Aim of the task
Below are records to reproduce in full; copy them exactly but keep the pictures out.

Provided data
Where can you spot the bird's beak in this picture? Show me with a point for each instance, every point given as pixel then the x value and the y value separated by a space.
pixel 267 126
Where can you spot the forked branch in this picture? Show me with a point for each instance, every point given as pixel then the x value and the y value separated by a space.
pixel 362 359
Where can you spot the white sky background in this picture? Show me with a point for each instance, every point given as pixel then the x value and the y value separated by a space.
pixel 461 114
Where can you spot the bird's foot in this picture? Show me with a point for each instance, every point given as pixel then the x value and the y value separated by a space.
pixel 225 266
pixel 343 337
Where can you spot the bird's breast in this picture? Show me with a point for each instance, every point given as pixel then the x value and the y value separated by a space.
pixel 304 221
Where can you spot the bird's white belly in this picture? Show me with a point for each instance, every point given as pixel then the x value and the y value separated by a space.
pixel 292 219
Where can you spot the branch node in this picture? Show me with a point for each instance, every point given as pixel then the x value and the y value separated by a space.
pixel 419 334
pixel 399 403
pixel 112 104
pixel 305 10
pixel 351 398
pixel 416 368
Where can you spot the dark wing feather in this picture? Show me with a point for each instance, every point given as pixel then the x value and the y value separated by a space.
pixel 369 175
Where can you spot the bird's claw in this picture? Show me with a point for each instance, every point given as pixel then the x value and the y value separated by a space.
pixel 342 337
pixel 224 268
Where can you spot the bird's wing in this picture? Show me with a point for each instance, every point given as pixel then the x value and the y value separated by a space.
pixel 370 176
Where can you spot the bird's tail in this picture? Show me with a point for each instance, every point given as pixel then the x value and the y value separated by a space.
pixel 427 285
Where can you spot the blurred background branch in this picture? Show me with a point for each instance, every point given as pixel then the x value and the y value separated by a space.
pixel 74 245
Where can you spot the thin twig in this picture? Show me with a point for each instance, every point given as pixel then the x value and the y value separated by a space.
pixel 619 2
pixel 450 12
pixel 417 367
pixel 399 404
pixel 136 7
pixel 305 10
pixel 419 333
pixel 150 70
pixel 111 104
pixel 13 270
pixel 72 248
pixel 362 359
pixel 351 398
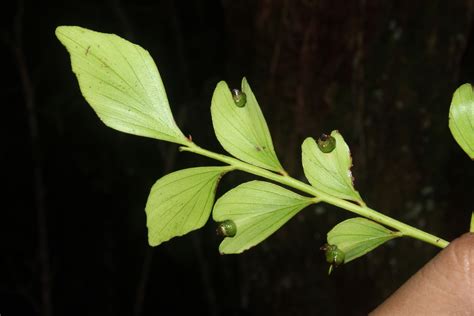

Answer section
Where can you spot the bird's beak in this picture? Show me with a point for each instance, every point given as pixel then the x value and the y value separated by a space.
pixel 267 126
Where can you spot the forked branch in this picture? Show me with a point for each instance, every point given as pixel then the x value and the y value separated by a space.
pixel 362 359
Where can you spot the white sky background in this picture? Show me with a point for each instance, every point given as pixel then the x value and the y value separated by a space.
pixel 461 114
Where can you spot the bird's foot in this picture? Show me with a point for each instance, every point given as pixel then the x value and the y value separated by a space.
pixel 225 266
pixel 343 337
Where can you spot the bird's breast in this picture? Show me with a point for each instance, every point given as pixel then the x value and the y value separated by a space.
pixel 304 221
Where can you spot the bird's white belly in this picture? Show me with a point for each instance, every point given as pixel then the x value and the y value separated by a space.
pixel 292 219
Where can you spot the branch node in this picture? Show me with a point for each instance, every point given as pixel then the x value and the y value separated by a space.
pixel 419 334
pixel 399 403
pixel 112 104
pixel 305 10
pixel 351 398
pixel 416 368
Where can you spot the dark wing feather in this picture? Show me with a point for each instance, every point given as pixel then the x value and the y value separated by a space.
pixel 369 175
Where can you spot the bird's claw in this picture? Show me with a point for each instance, every point given as pixel then the x value and the y value separated by a space.
pixel 342 337
pixel 224 268
Where can you spot the bird's wing in this picture? Show me with a point for each instance, every point given as pixel then the x value and the y value separated by a space.
pixel 370 176
Where can you spot the bird's tail in this picture? Show me with a point for each instance, every point given as pixel then the x value and the y value separated by a space.
pixel 427 285
Where can you spot the blurred background branch in this picture? Show me with a point for each instance, every point given as pixel then the x value and the y value separated by a space.
pixel 74 245
Where can you spot the thin twig in this picture? Show me with a point for each instance, every point given as pixel then the x value and the y value separated by a space.
pixel 619 2
pixel 450 12
pixel 417 367
pixel 399 404
pixel 136 7
pixel 305 10
pixel 419 333
pixel 150 70
pixel 111 104
pixel 13 270
pixel 72 248
pixel 362 359
pixel 351 398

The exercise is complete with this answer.